Goal of the exercise:
Please report each line in the rows below that contains the word "exact", copying the line in full. Case counts.

Data for processing:

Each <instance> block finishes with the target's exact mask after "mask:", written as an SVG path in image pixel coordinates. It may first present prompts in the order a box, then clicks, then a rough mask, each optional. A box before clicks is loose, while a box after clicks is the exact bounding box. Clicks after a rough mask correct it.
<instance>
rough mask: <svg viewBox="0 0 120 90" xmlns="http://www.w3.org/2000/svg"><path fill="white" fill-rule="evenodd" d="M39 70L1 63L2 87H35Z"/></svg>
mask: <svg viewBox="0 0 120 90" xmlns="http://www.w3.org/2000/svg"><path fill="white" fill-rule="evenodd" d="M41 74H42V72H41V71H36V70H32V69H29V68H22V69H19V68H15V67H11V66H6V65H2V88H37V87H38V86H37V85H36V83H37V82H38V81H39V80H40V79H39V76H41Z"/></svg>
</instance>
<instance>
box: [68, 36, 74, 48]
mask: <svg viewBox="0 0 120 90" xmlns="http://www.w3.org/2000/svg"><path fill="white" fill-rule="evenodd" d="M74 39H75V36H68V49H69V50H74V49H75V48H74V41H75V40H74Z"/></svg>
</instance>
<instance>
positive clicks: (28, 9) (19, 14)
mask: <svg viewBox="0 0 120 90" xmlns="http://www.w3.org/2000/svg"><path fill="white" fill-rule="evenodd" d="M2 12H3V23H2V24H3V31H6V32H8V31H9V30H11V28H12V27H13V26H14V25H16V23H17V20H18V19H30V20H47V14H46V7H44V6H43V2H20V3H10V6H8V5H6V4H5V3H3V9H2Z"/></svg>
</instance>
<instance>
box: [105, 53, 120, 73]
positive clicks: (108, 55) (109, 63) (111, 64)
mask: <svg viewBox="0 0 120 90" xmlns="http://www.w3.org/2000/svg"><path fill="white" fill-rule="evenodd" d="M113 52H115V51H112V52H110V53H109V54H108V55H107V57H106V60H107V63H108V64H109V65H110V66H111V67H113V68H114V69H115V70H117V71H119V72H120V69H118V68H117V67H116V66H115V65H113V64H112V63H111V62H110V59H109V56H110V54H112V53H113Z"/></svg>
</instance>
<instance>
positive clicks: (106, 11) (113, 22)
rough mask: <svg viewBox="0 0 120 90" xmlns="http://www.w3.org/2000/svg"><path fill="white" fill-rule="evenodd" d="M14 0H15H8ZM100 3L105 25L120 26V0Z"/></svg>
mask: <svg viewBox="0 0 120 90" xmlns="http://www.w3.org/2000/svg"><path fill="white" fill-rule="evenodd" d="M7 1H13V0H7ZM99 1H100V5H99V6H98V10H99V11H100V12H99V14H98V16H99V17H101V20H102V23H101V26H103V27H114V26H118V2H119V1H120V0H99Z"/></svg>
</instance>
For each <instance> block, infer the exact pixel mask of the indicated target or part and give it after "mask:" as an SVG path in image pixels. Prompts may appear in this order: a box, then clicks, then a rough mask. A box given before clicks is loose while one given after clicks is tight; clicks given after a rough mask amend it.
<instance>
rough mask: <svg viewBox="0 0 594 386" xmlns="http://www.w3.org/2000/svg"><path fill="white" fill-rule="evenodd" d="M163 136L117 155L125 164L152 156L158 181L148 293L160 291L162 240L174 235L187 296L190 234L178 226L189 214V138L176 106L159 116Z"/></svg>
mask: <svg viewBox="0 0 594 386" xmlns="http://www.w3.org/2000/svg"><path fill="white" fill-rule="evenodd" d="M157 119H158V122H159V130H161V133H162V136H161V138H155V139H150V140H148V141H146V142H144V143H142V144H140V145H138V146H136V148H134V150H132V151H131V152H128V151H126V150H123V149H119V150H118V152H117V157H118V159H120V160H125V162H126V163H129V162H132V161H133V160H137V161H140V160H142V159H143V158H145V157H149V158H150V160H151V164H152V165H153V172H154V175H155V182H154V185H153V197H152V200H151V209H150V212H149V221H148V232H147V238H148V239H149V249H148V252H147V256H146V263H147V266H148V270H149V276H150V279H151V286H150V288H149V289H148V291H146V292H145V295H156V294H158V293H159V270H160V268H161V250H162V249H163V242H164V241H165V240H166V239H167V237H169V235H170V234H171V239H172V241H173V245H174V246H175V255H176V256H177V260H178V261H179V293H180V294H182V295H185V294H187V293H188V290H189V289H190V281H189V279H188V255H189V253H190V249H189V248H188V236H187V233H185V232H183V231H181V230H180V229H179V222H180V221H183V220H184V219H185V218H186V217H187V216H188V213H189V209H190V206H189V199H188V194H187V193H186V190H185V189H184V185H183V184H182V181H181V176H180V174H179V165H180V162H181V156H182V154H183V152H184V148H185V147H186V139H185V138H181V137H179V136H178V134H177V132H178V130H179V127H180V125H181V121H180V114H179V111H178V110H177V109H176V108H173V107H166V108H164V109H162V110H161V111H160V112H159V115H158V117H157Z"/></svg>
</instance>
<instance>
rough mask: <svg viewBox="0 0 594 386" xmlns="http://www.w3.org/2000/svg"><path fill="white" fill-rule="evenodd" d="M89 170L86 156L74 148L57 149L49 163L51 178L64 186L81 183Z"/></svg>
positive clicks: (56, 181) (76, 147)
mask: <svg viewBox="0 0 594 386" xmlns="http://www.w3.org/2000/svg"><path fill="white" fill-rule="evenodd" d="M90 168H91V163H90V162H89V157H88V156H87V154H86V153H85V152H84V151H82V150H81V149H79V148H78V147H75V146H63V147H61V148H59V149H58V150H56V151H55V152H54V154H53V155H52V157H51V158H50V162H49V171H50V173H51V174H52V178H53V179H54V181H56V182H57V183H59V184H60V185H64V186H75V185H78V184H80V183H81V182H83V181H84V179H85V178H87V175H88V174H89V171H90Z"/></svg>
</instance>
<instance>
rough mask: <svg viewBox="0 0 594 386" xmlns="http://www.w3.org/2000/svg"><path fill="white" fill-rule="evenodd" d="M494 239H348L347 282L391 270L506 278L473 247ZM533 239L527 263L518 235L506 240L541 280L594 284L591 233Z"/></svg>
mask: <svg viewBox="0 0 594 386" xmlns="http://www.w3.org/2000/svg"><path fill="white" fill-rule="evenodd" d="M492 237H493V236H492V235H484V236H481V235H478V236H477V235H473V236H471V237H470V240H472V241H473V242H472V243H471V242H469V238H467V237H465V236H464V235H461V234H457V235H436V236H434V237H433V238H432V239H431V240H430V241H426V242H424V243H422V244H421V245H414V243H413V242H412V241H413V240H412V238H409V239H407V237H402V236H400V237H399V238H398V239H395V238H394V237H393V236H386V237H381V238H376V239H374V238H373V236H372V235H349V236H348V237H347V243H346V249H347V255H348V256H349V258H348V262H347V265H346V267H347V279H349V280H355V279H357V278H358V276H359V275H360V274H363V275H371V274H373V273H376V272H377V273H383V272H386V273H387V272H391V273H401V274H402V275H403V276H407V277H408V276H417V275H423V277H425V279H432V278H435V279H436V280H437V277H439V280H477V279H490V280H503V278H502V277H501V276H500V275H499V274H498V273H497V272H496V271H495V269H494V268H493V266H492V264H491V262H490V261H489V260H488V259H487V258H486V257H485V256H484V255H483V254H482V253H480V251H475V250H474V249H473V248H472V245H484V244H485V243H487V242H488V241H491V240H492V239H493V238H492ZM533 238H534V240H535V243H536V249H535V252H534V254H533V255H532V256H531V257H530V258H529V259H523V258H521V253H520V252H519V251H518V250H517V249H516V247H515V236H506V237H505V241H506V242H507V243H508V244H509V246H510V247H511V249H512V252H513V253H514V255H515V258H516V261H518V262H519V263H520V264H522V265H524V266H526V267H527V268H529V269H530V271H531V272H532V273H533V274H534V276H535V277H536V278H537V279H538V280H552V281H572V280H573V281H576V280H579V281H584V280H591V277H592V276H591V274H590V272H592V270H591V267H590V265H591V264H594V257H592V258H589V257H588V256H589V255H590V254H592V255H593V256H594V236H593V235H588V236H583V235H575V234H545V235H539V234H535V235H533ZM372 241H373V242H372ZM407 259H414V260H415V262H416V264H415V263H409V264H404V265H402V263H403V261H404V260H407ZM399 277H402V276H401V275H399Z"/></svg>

Solution for this exercise:
Each <instance> block finishes with the target's exact mask after "mask:", written as an SVG path in image pixel coordinates. It may first present prompts in the order a box, then clicks, then a rough mask, each optional. A box before clicks is loose, while a box after clicks is the exact bounding box. Clicks after a rough mask correct it.
For each <instance> block, infer the exact pixel mask of the indicated target or part and give it after "mask:" as an SVG path in image pixels. Prompts may appear in this order: a box, then clicks, then a rough mask. A box given before clicks is loose while one given after clicks is tight; clicks given after a rough mask amend it.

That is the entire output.